TEXT SECTION:
__________

Is Arch Linux going to provide that sort of configuration - full source onboard, easy to submit patches from whatever source I edit, etc? I might dedicate some time to checking out Arch in the future, and if it means I can configure my system to be 100% full source-onboard, I might do it sooner rather than later.

Of course, the idea of doing my own distribution based entirely on onboard-sources and instant patch contribution to a common public pool has also crossed my mind .. maybe BSD delivers in that regard? I really want my system to become a programmers paradise ..


Arch Linux provides a hierarchy of build scripts that were used to build the binary packages you download using the standard package manager (pacman). Like BSD ports, the actual source is not contained, but each build script instead points to the source tarbal upstream. You can of course apply your own patches or change the sources the builds scripts uses.


Can you please go over the cases when you would choose one over the other (BSD vs Linux that is). Even some bullet points would help. I've never found anything that didn't delve into a flamewar, and I have always been curious about such choices.


Seconded: Arch Linux is pimp. It's like the best of Slackware and Gentoo combined.


The open source community needs more writing like this: conversational but not dumbed-down, informative but not dense. This was aimed directly at my level of familiarity, and hit it straight on.


This article motivated me to give FreeBSD a go about a month ago.

I haven't been using it consistently, but so far it's been like using linux, if there wasn't so much insanity surrounding how to do everything outside of the kernel in linux-distro-land.

I found it much easier to start poking around the source of the kernel, and of the various userland utilities, and all of the source that I looked at was pretty damn clean, well commented C.

The man pages are better (or at least more consistent). Actually, the whole OS feels a lot more consistent.

In short, I'm liking it. You probably will to if you're the type that likes to get down and dirty with your OS.


I have been an OpenBSD user for about 3 years, and I can't give high enough praise. The programs work as the man pages say, and my experience with Linux/GNU has not been the same. The OpenBSD system is logically put together, and simple to debug. The same can not be said for Linux/GNU; not only because each distribution has its own startup style or package system, but also because the tools that make up the system aren't a cohesive package.

__________

WHAT THIS EXERCISE ASKS:
1) In the discussion of Arch Linux and BSD, why does the OpenBSD user say that Linux/GNU cannot be called logically put together and simple to debug? Answer in one to three sentences.
2) Repeat the portion of the discussion of Arch Linux and BSD from "I haven't been" up to and including "with your OS.".
3) Continue the discussion of Arch Linux and BSD from where it stops.
The records that come next are separate material and are unrelated to the discussion of Arch Linux and BSD.

RECORDED DATA:
__________

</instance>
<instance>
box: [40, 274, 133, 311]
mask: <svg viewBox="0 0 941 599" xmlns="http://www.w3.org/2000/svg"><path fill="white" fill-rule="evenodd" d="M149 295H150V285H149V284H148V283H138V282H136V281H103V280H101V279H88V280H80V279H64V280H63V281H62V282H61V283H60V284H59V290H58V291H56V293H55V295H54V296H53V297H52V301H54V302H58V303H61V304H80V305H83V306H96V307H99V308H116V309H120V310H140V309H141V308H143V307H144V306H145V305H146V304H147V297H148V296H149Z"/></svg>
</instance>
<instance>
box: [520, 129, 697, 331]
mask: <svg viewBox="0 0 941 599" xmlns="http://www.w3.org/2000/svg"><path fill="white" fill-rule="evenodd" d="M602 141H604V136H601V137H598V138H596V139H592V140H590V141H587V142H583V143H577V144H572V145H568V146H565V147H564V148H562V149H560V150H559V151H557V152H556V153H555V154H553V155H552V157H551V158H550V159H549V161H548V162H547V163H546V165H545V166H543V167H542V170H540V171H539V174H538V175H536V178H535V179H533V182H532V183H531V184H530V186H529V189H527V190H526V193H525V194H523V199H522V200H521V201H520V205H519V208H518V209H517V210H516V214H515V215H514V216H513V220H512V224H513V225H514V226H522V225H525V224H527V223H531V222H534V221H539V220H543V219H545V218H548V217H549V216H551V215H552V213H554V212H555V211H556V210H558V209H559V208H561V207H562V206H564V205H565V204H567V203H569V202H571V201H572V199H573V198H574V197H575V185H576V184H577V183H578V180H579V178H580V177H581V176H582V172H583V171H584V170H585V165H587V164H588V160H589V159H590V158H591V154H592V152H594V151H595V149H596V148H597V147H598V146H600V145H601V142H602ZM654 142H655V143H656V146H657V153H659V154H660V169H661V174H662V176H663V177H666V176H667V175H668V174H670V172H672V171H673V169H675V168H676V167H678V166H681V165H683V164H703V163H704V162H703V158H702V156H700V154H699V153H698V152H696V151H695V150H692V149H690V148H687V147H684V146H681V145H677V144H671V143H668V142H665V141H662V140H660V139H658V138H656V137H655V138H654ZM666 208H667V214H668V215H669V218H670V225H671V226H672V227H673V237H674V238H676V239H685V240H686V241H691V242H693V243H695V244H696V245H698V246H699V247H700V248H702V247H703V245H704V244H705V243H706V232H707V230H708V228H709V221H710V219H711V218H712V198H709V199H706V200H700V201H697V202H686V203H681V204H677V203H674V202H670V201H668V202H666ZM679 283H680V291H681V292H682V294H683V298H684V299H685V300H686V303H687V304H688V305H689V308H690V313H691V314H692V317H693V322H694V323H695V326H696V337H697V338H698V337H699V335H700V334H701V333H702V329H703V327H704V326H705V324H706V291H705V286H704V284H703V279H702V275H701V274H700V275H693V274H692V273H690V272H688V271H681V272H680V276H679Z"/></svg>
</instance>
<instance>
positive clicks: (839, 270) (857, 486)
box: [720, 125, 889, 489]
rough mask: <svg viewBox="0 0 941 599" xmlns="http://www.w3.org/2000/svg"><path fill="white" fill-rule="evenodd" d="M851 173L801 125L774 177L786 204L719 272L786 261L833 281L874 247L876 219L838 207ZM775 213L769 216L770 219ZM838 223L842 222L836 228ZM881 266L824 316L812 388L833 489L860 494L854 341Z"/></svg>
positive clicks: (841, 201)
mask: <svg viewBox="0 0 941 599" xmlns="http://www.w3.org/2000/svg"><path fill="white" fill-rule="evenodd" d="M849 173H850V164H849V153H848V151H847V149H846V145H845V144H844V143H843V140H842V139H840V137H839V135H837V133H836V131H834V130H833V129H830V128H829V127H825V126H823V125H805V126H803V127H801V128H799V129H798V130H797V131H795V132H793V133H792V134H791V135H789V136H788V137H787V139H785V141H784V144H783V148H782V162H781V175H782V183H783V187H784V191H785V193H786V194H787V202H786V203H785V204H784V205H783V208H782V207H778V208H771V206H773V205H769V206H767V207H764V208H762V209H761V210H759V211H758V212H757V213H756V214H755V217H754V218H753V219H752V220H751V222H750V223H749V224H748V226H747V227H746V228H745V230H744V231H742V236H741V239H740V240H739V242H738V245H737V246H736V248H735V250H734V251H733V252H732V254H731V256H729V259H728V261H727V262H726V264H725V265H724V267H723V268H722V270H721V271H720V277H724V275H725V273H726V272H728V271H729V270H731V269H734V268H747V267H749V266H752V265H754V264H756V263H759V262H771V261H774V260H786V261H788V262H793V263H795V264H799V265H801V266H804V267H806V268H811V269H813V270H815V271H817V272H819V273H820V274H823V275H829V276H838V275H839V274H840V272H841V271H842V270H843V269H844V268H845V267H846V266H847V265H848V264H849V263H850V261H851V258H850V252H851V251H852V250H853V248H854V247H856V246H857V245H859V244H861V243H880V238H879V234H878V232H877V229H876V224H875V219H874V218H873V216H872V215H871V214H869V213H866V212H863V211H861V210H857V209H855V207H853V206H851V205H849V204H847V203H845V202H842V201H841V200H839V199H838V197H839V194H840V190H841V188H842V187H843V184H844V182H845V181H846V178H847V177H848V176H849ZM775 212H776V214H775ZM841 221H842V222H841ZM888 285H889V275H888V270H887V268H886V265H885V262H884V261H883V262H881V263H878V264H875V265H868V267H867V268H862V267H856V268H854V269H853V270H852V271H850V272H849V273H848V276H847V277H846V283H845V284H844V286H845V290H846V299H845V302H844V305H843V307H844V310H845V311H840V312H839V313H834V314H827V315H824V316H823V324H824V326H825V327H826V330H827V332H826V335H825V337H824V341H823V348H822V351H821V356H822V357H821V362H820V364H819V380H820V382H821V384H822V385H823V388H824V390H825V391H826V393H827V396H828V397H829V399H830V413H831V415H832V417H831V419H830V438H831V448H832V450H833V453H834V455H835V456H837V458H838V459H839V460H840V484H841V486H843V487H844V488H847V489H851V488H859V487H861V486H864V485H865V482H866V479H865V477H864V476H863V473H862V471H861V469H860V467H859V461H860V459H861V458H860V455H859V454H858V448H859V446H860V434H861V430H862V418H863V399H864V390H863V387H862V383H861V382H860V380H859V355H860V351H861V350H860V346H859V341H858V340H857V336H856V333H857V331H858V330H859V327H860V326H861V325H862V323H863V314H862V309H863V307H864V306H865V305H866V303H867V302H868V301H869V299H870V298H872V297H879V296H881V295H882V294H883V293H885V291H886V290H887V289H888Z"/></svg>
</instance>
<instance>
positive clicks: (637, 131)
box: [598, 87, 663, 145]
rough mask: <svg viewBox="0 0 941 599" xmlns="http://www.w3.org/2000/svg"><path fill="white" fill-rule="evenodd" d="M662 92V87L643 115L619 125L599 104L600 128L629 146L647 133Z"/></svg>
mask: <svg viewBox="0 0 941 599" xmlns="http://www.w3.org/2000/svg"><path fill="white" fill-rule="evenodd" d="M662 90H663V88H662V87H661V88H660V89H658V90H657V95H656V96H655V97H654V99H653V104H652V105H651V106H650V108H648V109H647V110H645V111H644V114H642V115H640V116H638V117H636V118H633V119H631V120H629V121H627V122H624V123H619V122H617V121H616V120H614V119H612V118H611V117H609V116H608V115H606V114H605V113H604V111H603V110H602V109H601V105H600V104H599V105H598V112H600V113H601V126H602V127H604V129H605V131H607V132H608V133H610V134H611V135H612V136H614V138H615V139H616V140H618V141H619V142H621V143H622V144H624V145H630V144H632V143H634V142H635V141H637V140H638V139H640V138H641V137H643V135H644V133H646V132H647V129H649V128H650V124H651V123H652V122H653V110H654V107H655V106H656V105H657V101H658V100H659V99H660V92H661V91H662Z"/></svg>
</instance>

__________

PER-TASK OUTPUTS:
1) The user gives two reasons. Each Linux distribution has its own startup style or package system, and the tools that make up a Linux/GNU system are not a cohesive package.

2)
I haven't been using it consistently, but so far it's been like using linux, if there wasn't so much insanity surrounding how to do everything outside of the kernel in linux-distro-land.

I found it much easier to start poking around the source of the kernel, and of the various userland utilities, and all of the source that I looked at was pretty damn clean, well commented C.

The man pages are better (or at least more consistent). Actually, the whole OS feels a lot more consistent.

In short, I'm liking it. You probably will to if you're the type that likes to get down and dirty with your OS.

3)
I haven't used FreeBSD in about 10 years so I can't comment on it, but back in the late 90's it was pretty nice. NetBSD feels particularly old school to me, and I just liked OpenBSD the best.

There are times when Linux/GNU is necessary, and in that case I run Debian.


Freebsd is pretty nice, mostly for ports and simplicity reasons. I would use freebsd over linux on my computer if the boot disk would work with my usb keyboard and usb mouse... and if matlab were native, I don't know if it is my nforce chipset or some other weird thing but it works fine if the usb peripherals are unplugged.


This may be a good introduction to BSD (I don't know BSD at all so can't comment on that side much), but it certainly isn't representative of modern Linux kernels and distributions.

"Last modified: $Date: 2005/04/15 06:38:18 $" explains a lot.


I was about to comment about this specifically until I saw that someone else beat me to it. THIS ARTICLE IS FROM 2005 PEOPLE

Sure, some things will have not changed, but I imagine a great many things will have. While its a good article and a good read, I wouldn't consider it up to date; if anyone has a more recent discussion I'd definitely be interested in reading it. For example, how the discussion covers largely RedHat based distros, if the article was written nowadays I think that would change.


He seems to distort Linux a little by focusing on Redhat derived distributions.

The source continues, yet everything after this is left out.